GIVEN INSTRUCTION: Print the whole listing below, line for line, without changing a single character.

========================================

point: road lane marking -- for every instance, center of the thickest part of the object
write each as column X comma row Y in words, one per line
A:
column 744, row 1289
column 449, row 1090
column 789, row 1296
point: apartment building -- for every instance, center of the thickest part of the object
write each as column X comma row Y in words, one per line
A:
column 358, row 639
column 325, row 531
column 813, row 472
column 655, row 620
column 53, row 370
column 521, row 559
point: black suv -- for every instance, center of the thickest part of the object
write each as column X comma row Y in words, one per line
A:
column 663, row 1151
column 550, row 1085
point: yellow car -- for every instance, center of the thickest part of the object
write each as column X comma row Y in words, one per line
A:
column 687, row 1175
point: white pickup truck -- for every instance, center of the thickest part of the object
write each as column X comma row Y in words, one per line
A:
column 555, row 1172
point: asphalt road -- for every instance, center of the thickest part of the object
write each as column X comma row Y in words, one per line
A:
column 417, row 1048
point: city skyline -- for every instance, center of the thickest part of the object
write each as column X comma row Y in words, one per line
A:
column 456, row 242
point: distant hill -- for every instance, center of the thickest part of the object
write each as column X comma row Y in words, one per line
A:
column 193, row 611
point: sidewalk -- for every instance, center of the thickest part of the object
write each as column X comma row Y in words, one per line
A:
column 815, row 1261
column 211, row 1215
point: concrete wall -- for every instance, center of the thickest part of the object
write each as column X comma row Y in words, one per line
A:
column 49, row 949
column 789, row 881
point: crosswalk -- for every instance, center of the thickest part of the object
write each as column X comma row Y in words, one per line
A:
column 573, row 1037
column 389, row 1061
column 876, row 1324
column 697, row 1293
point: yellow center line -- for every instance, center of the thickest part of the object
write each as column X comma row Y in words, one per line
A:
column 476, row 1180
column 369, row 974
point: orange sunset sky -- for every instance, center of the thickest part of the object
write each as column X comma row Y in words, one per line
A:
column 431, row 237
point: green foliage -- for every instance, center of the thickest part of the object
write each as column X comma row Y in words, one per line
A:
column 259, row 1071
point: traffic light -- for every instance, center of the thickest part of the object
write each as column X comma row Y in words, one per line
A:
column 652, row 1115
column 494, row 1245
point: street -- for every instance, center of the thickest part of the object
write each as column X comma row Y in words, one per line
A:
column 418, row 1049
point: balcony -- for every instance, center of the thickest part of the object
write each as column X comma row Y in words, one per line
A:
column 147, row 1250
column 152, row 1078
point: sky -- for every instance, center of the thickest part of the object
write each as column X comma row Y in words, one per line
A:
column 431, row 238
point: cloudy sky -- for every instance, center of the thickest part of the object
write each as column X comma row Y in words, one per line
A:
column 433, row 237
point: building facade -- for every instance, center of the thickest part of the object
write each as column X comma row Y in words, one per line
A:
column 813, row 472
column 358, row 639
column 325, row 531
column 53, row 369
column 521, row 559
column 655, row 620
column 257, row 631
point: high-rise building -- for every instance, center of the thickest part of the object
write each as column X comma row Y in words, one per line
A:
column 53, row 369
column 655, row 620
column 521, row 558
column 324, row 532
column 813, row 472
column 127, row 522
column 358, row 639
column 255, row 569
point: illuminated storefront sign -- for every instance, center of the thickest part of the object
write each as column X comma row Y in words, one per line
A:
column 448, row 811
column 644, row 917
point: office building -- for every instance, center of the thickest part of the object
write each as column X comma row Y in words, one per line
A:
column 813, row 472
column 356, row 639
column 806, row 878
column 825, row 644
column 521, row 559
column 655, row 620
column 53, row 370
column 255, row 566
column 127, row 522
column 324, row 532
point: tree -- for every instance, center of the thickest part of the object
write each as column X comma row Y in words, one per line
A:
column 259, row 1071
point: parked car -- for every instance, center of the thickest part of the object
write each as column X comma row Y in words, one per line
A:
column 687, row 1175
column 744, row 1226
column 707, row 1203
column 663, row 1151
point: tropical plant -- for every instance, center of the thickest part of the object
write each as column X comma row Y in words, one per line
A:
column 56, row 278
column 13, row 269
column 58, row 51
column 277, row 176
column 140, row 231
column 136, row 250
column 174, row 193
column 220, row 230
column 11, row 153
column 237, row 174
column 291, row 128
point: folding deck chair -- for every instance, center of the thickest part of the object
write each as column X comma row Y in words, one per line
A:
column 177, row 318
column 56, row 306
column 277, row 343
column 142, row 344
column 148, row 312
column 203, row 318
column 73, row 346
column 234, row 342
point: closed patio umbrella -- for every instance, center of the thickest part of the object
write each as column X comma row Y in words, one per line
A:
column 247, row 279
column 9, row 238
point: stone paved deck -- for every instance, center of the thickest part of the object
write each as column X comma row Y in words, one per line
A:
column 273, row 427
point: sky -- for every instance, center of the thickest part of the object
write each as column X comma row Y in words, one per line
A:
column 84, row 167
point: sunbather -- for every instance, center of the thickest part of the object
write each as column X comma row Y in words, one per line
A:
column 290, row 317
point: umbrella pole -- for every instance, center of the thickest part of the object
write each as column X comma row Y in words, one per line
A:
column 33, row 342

========================================

EXERCISE ANSWER:
point: road lane marking -- for every instance, center of the thickest part of the object
write each as column X comma row Y in words, one per line
A:
column 744, row 1289
column 449, row 1090
column 789, row 1296
point: apartment building -- for every instance, center of the thickest part of the object
write each as column X comma row Y in words, one per line
A:
column 358, row 639
column 325, row 531
column 813, row 472
column 655, row 620
column 53, row 370
column 521, row 559
point: black suv -- for every instance, center of the thickest part of the object
write each as column X comma row Y in words, one per line
A:
column 663, row 1151
column 550, row 1085
point: yellow car -- for every instance, center of the thickest part of the object
write each as column X comma row Y in words, one per line
A:
column 687, row 1175
point: white pickup truck -- for every instance, center of the thickest part of the object
write each as column X comma row Y in words, one per line
A:
column 555, row 1172
point: asphalt road -- for every instance, center of the thickest part of the object
write each as column X comma row Y in words, one per line
A:
column 417, row 1048
point: city skyline -- for every instance, center of the thickest part of the object
write each as column X comma row Y in words, one per line
A:
column 456, row 242
point: distant hill -- for every instance, center of the thickest part of the object
write each as column X comma row Y in words, one per line
A:
column 193, row 611
point: sidewalk -- for every instance, center of the thickest part of the object
write each as column X comma row Y in words, one per line
A:
column 815, row 1261
column 211, row 1215
point: concrete wall -- for every instance, center of the thickest part of the object
write each as column X comma row Y in words, one per line
A:
column 49, row 949
column 789, row 881
point: crosswalk -- for every instance, center of the thickest part of the object
write each as column X comma row Y in words, one per line
A:
column 573, row 1037
column 389, row 1061
column 876, row 1324
column 697, row 1293
point: yellow center line -- for every instance, center of the thickest part of the object
write each as column X comma row Y in words, one per line
A:
column 476, row 1180
column 369, row 974
point: orange sunset sky -- for every instance, center of the thickest part of the object
write each as column X comma row Y in words, one per line
A:
column 431, row 237
point: green foliage -- for every instance, center of the thickest part of the object
write each as column X comma row Y in words, one per line
A:
column 259, row 1071
point: traffic light -- for every instance, center of the thickest part of the object
write each as column X comma row Y in words, one per line
A:
column 652, row 1115
column 494, row 1245
point: street -- for every instance, center of the thickest part of the object
write each as column X comma row Y in words, one per line
A:
column 418, row 1049
point: balcony -- for every instance, center of the thickest part of the object
write each as column X comma row Y in words, one per line
A:
column 147, row 1250
column 152, row 1078
point: sky -- for every instance, center of the thickest part of the object
write each as column X comma row Y in words, one per line
A:
column 431, row 238
point: cloudy sky -- for every instance, center of the thickest part of the object
write each as column X comma row Y in words, one per line
A:
column 433, row 237
point: building facade -- for every instance, center of the thickest part of the object
write each as column X comma row Y in words, one per line
A:
column 813, row 472
column 358, row 639
column 325, row 531
column 53, row 369
column 521, row 559
column 655, row 620
column 257, row 631
point: high-rise building -- for every instance, center of the thickest part of the object
write each as column X comma row Y in words, one per line
A:
column 53, row 369
column 655, row 620
column 521, row 558
column 324, row 532
column 813, row 472
column 127, row 522
column 358, row 639
column 255, row 569
point: illuminated storefront sign -- for every instance, center of the thickest part of the object
write each as column X comma row Y in words, one per line
A:
column 448, row 811
column 644, row 917
point: office building -- for every instance, center of the thickest part of the object
write each as column X comma row Y in words, one per line
A:
column 813, row 472
column 356, row 639
column 806, row 878
column 825, row 644
column 521, row 559
column 655, row 620
column 53, row 370
column 255, row 566
column 127, row 522
column 324, row 532
point: tree -- for every instance, center of the thickest part of the object
write each as column X comma row Y in words, one per line
A:
column 259, row 1071
point: parked car -- for every instance, center of the thickest part of the object
write each as column X comma row Y in words, one per line
A:
column 687, row 1175
column 744, row 1226
column 707, row 1203
column 663, row 1151
point: tropical plant -- for every instance, center of the thickest part of the object
write each as column X comma row Y in words, one per line
A:
column 56, row 278
column 13, row 269
column 58, row 51
column 277, row 176
column 140, row 231
column 136, row 250
column 174, row 193
column 220, row 230
column 11, row 153
column 237, row 174
column 291, row 128
point: folding deck chair -- for every instance, center of the thickest part of the object
write each as column X comma row Y in words, one per line
A:
column 177, row 318
column 56, row 306
column 277, row 343
column 142, row 344
column 148, row 312
column 203, row 318
column 73, row 346
column 234, row 342
point: closed patio umbrella -- for every instance, center of the thickest part of the object
write each as column X comma row Y in words, one per line
A:
column 247, row 279
column 9, row 238
point: stone paved deck -- for every instance, center of the thickest part of the object
write each as column X comma row Y in words, one per line
A:
column 273, row 427
point: sky -- for every instance, center of the thickest part of the object
write each as column X comma row Y in words, one per line
A:
column 84, row 167
point: sunbather -- for every instance, center of the thickest part of the object
write each as column X comma row Y in words, one per line
A:
column 290, row 317
point: umbrella pole -- for every instance, center of the thickest part of the object
write each as column X comma row Y in words, one per line
A:
column 33, row 342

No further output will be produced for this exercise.